● TASK INSTRUCTIONS
For the data that follows, report how many lines include the string "below", and write the number alone.

──────── DATASET CONTENT

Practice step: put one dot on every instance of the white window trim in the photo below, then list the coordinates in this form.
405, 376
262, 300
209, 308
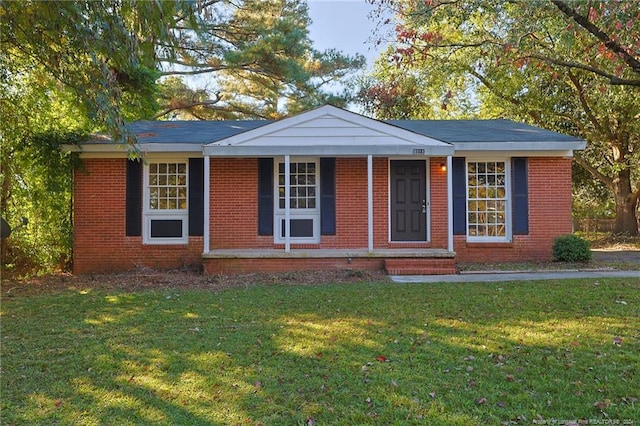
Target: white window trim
149, 215
279, 213
508, 237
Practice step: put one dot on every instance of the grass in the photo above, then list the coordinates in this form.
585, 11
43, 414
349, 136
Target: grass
503, 353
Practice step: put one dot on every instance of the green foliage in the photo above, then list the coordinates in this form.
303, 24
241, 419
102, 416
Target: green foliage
571, 67
39, 186
104, 52
571, 248
259, 63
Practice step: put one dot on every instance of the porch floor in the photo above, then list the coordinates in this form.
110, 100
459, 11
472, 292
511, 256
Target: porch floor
405, 261
326, 253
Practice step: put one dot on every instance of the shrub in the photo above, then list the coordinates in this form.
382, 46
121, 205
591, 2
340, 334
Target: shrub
571, 248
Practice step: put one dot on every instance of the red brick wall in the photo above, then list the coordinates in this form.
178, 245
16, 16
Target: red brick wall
100, 244
238, 210
549, 216
233, 221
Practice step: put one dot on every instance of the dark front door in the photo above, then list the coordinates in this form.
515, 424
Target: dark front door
408, 200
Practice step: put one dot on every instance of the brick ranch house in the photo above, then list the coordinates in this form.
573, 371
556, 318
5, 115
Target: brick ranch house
325, 189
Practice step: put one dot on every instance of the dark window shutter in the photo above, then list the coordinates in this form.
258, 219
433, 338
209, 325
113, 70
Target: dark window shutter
328, 196
520, 192
265, 196
196, 197
133, 204
459, 192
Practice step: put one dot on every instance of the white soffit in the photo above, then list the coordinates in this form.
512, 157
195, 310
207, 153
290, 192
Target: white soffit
327, 131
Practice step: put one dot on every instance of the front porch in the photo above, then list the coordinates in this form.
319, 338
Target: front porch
393, 261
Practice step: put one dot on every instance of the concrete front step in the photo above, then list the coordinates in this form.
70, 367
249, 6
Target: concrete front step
420, 266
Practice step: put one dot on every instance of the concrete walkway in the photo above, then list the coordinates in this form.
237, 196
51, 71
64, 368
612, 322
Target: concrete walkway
495, 276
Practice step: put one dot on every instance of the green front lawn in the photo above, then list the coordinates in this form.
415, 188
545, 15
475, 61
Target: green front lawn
503, 353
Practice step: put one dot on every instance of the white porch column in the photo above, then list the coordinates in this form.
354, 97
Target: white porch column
207, 202
287, 203
449, 204
370, 202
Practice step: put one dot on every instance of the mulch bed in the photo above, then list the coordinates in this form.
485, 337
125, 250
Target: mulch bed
148, 279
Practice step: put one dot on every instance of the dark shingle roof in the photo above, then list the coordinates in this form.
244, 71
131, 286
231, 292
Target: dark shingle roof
481, 131
191, 132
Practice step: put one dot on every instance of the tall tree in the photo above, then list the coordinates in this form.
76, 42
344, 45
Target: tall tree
567, 66
104, 52
257, 60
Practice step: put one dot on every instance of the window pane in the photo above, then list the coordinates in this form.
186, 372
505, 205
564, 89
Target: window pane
168, 186
486, 199
303, 185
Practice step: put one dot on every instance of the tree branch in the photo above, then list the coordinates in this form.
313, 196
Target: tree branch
610, 44
594, 172
187, 106
613, 80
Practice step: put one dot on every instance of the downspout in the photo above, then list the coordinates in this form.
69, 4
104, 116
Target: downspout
449, 204
370, 202
207, 205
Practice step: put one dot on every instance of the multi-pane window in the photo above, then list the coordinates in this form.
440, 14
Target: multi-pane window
166, 203
303, 185
487, 199
167, 186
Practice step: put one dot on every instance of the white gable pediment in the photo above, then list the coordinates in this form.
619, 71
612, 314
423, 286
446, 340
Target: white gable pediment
328, 131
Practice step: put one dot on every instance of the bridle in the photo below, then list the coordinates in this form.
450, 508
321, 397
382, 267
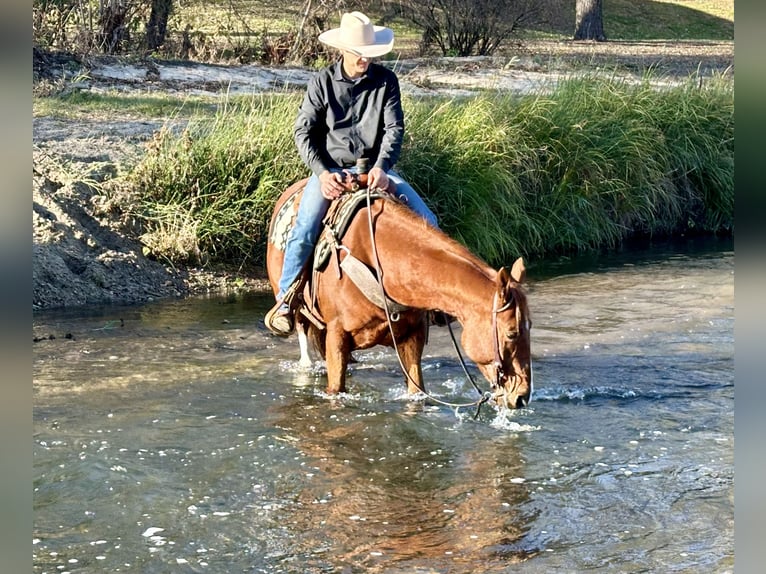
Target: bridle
485, 396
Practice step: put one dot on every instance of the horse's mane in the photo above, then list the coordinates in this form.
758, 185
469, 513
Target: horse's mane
437, 239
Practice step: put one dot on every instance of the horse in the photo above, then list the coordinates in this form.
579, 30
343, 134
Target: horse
422, 270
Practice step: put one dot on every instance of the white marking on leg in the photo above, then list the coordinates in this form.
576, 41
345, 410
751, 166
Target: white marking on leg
303, 343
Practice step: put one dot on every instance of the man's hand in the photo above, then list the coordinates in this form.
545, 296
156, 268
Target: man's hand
331, 184
377, 178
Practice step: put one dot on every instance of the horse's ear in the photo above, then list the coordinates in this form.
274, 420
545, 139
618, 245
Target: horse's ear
519, 271
503, 281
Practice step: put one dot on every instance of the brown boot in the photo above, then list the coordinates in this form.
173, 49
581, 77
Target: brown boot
279, 320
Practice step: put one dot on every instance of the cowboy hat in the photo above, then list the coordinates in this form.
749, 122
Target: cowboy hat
357, 34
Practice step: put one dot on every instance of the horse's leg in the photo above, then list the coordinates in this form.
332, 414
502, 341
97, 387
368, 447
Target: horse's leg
411, 354
337, 352
303, 343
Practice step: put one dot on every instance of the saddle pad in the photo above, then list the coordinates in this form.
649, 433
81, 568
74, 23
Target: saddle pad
337, 221
284, 221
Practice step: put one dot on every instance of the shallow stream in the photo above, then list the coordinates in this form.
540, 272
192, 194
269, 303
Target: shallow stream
179, 436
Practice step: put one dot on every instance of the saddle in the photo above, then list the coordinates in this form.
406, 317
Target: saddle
335, 224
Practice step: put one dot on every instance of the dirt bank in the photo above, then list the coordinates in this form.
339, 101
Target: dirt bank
85, 254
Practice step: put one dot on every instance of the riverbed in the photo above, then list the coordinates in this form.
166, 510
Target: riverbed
181, 436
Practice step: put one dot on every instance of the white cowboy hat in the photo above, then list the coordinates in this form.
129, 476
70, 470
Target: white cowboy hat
357, 34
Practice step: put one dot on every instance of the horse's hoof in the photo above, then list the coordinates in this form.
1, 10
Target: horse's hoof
441, 319
279, 320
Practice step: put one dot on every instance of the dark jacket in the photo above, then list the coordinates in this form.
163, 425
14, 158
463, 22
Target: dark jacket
341, 120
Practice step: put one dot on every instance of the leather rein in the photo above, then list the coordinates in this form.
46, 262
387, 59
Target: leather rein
485, 396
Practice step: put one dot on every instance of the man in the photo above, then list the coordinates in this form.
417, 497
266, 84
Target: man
352, 109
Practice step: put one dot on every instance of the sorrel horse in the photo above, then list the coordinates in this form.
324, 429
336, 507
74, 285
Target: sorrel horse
422, 269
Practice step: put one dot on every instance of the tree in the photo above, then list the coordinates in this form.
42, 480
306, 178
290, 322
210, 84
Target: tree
157, 25
589, 21
466, 27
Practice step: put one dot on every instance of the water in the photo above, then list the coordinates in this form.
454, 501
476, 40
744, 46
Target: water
180, 437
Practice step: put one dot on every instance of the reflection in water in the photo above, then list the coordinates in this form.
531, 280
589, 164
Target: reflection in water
424, 501
181, 437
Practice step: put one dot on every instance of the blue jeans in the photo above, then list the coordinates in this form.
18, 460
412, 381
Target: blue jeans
308, 224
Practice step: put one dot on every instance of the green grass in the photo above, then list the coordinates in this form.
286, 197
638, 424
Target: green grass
587, 167
73, 104
665, 19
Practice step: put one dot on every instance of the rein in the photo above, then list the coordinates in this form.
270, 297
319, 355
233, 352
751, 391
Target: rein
485, 396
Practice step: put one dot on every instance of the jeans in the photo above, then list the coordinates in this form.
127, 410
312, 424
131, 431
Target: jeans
308, 224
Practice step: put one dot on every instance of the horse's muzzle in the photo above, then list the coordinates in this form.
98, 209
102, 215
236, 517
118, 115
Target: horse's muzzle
514, 393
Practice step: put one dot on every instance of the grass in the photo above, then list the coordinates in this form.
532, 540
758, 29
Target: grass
588, 166
669, 19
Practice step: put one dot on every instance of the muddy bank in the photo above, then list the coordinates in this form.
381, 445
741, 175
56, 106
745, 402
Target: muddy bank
84, 252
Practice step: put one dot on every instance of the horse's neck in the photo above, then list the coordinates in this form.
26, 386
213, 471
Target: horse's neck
428, 270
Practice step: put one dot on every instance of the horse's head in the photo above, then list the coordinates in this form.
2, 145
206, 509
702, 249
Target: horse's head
510, 373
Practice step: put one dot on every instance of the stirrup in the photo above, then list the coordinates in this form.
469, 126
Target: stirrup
279, 320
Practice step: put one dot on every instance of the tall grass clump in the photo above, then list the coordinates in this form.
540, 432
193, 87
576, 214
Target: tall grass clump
206, 191
460, 154
586, 167
593, 163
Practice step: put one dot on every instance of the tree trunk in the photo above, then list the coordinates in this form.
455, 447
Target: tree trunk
113, 26
589, 21
158, 23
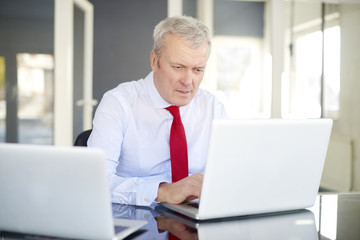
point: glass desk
(334, 216)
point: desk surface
(334, 216)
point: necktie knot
(174, 110)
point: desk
(334, 216)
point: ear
(153, 60)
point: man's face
(179, 70)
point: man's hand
(176, 228)
(184, 190)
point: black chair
(82, 138)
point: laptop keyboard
(192, 204)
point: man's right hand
(186, 189)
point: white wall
(349, 120)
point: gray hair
(190, 29)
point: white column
(88, 102)
(175, 8)
(277, 51)
(63, 96)
(205, 13)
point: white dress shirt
(133, 128)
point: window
(2, 100)
(35, 98)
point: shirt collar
(157, 100)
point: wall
(349, 121)
(123, 40)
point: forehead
(177, 50)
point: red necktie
(178, 146)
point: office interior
(269, 59)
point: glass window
(2, 100)
(314, 57)
(35, 98)
(239, 69)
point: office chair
(82, 138)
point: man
(132, 124)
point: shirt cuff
(147, 193)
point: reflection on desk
(334, 216)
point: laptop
(295, 225)
(260, 166)
(58, 192)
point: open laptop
(295, 225)
(260, 166)
(58, 192)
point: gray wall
(123, 40)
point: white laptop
(295, 225)
(260, 166)
(58, 192)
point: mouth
(183, 92)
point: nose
(187, 78)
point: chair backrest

────────────────

● ANSWER
2